• [Required action]
Reproduce the stretch of the court opinion from "Gary Roberts argued" through "and Armstrong, Judges." without any changes.

• [Document passage]
_ _ _

FILED: September 2, 1998
COAST SECURITY MORTGAGE
CORPORATION,
Petitioner,
v.
REAL ESTATE AGENCY,
Respondent.
Judicial Review from Real Estate Agency.
Argued and submitted October 17, 1997.
Gary Roberts argued the cause for petitioner. With him on the brief was Schwabe, Williamson & Wyatt, P.C.
Jas. Adams, Assistant Attorney General, argued the cause for respondent. With him on the brief were Hardy Myers, Attorney General, and Virginia L. Linder, Solicitor General.
Before Warren, Presiding Judge, and Edmonds and Armstrong, Judges.
ARMSTRONG, J.
Affirmed.
ARMSTRONG, J.
Petitioner seeks judicial review of a contested case proceeding in which the Real Estate Agency found that, in 47 separate instances, petitioner had acted in the capacity of an escrow agent without being licensed to do so. Based on that finding, the Agency ordered petitioner to pay $23,100 in civil penalties. We affirm.

_ _ _

(Data items)
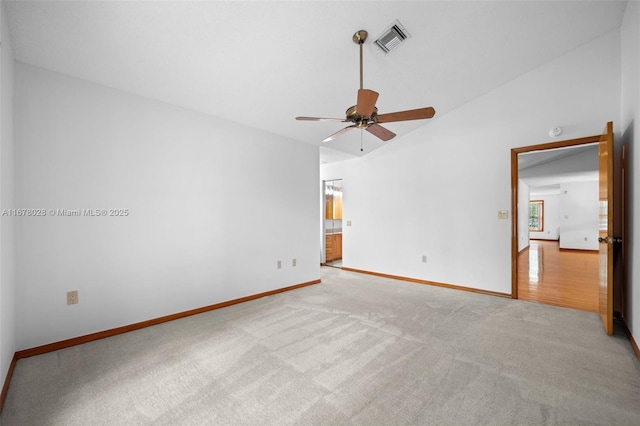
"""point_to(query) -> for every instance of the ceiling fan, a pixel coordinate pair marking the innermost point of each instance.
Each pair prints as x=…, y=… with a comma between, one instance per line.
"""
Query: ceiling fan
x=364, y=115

_ _ _

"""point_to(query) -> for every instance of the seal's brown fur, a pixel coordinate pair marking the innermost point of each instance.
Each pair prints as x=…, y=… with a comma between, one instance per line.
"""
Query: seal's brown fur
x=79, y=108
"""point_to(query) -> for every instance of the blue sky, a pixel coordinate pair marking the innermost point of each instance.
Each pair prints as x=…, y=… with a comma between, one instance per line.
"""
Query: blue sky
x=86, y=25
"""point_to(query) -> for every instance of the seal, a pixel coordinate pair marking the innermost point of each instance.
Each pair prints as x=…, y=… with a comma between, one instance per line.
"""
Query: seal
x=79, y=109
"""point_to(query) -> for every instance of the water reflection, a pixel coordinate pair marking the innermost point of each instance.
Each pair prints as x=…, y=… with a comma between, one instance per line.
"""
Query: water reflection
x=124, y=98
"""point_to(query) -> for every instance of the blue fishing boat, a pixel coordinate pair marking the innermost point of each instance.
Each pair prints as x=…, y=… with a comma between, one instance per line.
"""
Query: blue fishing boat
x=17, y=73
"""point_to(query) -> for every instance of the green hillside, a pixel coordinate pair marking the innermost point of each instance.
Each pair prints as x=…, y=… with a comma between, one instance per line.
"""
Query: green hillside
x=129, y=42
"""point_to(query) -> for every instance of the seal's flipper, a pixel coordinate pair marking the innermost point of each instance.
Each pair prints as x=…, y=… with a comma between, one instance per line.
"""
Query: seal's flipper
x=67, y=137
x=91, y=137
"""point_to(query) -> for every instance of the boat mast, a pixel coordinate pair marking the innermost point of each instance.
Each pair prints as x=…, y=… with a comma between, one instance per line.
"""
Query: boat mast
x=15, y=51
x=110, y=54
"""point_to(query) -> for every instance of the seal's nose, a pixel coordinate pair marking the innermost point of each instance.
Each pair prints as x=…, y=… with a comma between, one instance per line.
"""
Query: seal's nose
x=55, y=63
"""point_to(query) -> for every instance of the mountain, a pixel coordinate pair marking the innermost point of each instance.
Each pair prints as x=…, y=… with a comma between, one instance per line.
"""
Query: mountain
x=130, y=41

_ _ _

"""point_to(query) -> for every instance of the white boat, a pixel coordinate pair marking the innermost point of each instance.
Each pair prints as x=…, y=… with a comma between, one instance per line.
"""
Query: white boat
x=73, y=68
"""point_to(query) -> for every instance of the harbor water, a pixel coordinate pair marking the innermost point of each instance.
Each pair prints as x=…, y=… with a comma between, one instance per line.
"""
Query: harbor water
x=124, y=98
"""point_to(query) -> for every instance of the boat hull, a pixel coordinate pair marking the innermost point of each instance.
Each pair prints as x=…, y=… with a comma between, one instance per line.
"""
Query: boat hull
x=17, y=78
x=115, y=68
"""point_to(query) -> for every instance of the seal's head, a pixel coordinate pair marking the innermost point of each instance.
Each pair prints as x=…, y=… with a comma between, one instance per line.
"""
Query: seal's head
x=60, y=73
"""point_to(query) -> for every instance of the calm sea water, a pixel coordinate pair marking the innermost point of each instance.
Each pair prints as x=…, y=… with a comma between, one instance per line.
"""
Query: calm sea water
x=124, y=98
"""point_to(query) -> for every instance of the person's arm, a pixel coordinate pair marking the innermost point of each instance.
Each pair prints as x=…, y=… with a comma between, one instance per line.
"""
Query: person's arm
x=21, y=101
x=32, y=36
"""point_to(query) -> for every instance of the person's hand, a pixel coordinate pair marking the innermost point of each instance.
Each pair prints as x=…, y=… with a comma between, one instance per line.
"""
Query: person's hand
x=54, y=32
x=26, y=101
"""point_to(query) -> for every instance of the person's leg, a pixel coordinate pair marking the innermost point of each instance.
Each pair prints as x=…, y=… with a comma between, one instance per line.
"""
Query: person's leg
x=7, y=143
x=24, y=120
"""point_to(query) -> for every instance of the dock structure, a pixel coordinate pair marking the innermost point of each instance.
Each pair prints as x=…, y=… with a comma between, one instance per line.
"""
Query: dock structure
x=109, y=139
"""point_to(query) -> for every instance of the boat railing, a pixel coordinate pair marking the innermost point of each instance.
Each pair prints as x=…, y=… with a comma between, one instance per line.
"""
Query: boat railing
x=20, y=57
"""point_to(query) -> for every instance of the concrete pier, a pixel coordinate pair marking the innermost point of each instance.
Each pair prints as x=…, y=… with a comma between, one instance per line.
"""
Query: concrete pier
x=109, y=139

_ _ _

• [Solution]
Gary Roberts argued the cause for petitioner. With him on the brief was Schwabe, Williamson & Wyatt, P.C.
Jas. Adams, Assistant Attorney General, argued the cause for respondent. With him on the brief were Hardy Myers, Attorney General, and Virginia L. Linder, Solicitor General.
Before Warren, Presiding Judge, and Edmonds and Armstrong, Judges.